(Passage shown)
— start —
[Python-ideas] New imaplib implementation for Python 3.2+ standard library

Thu Jul 28 03:35:24 CEST 2011

On Wed, Jul 27, 2011 at 6:34 PM, Menno Smits <menno at freshfoo.com> wrote:
> (I'm replying via Google Groups because I just joined and don't have
> this thread in my email inbox. It's being a bit flaky so apologies if
> this comes though twice).
>
> On Jul 26, 5:54 pm, Maxim Khitrov <m... at mxcrypt.com> wrote:
>>
>> One of the things I'm trying to address with my library is strict
>> adherence to the current version of the IMAP4 protocol. The other is
>> performance; hence the implementation of extensions such as SASL-IR,
>> IDLE, non-synchronizing literals, multiappend, and compression.
>>
>> On the performance side, if you have an application that's trying do
>> some sort of processing of a 6 GB mailbox with 700,000 messages in it,
>> executing a separate FETCH command for each message will take you a
>> week to finish. If you try to be clever and FETCH 1000 messages at a
>> time, for example, you'll quickly run into a few problems:
>>
>> ...
>> All are interface design problems, which are inherited by IMAPClient.
— end —
(Stated exercise)
Please reproduce the whole imaplib thread word for word. You won't need the entries.

(Record set)
— start —
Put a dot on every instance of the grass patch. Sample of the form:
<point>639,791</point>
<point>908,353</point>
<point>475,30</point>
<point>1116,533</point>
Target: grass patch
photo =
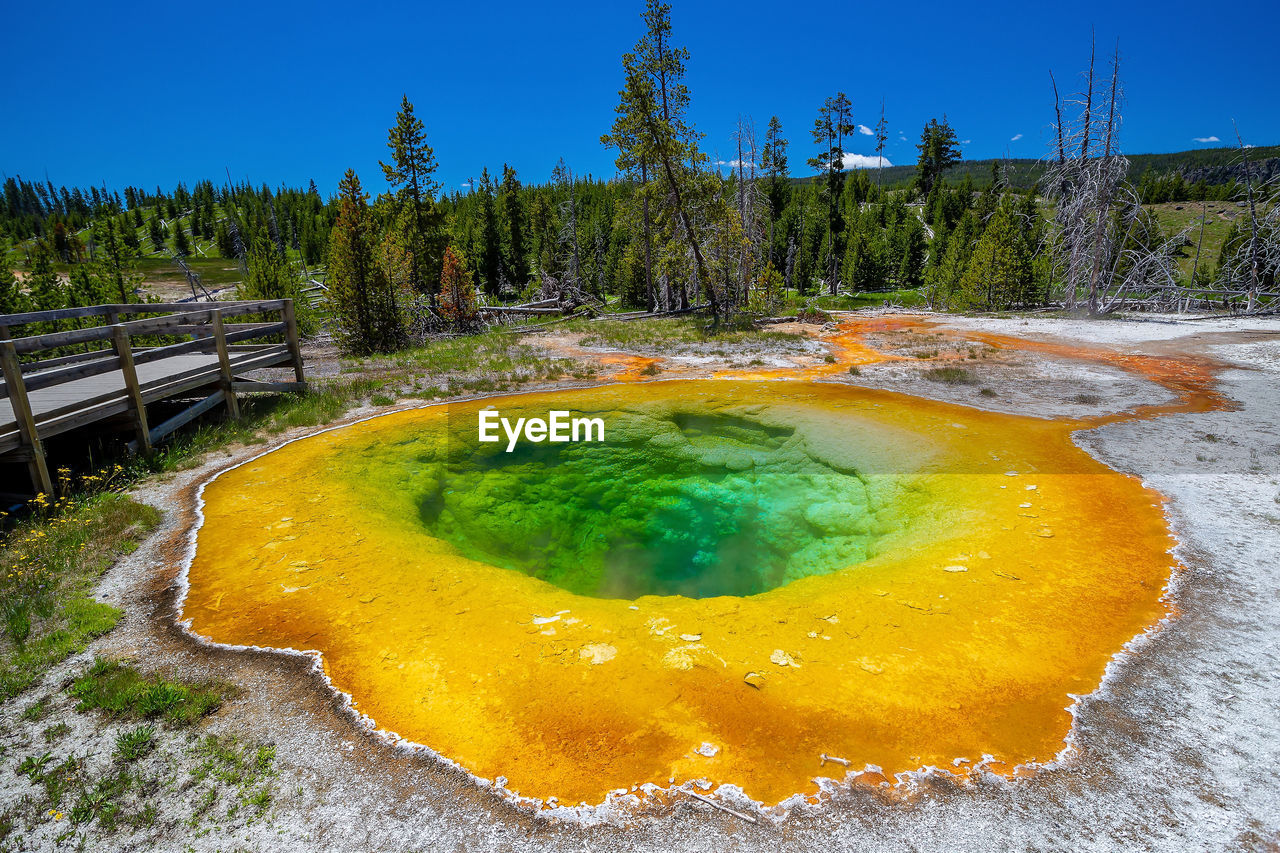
<point>123,692</point>
<point>48,569</point>
<point>951,375</point>
<point>668,334</point>
<point>135,743</point>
— end —
(Solution below)
[Python-ideas] New imaplib implementation for Python 3.2+ standard library

Thu Jul 28 03:35:24 CEST 2011

On Wed, Jul 27, 2011 at 6:34 PM, Menno Smits <menno at freshfoo.com> wrote:
> (I'm replying via Google Groups because I just joined and don't have
> this thread in my email inbox. It's being a bit flaky so apologies if
> this comes though twice).
>
> On Jul 26, 5:54 pm, Maxim Khitrov <m... at mxcrypt.com> wrote:
>>
>> One of the things I'm trying to address with my library is strict
>> adherence to the current version of the IMAP4 protocol. The other is
>> performance; hence the implementation of extensions such as SASL-IR,
>> IDLE, non-synchronizing literals, multiappend, and compression.
>>
>> On the performance side, if you have an application that's trying do
>> some sort of processing of a 6 GB mailbox with 700,000 messages in it,
>> executing a separate FETCH command for each message will take you a
>> week to finish. If you try to be clever and FETCH 1000 messages at a
>> time, for example, you'll quickly run into a few problems:
>>
>> ...
>> All are interface design problems, which are inherited by IMAPClient.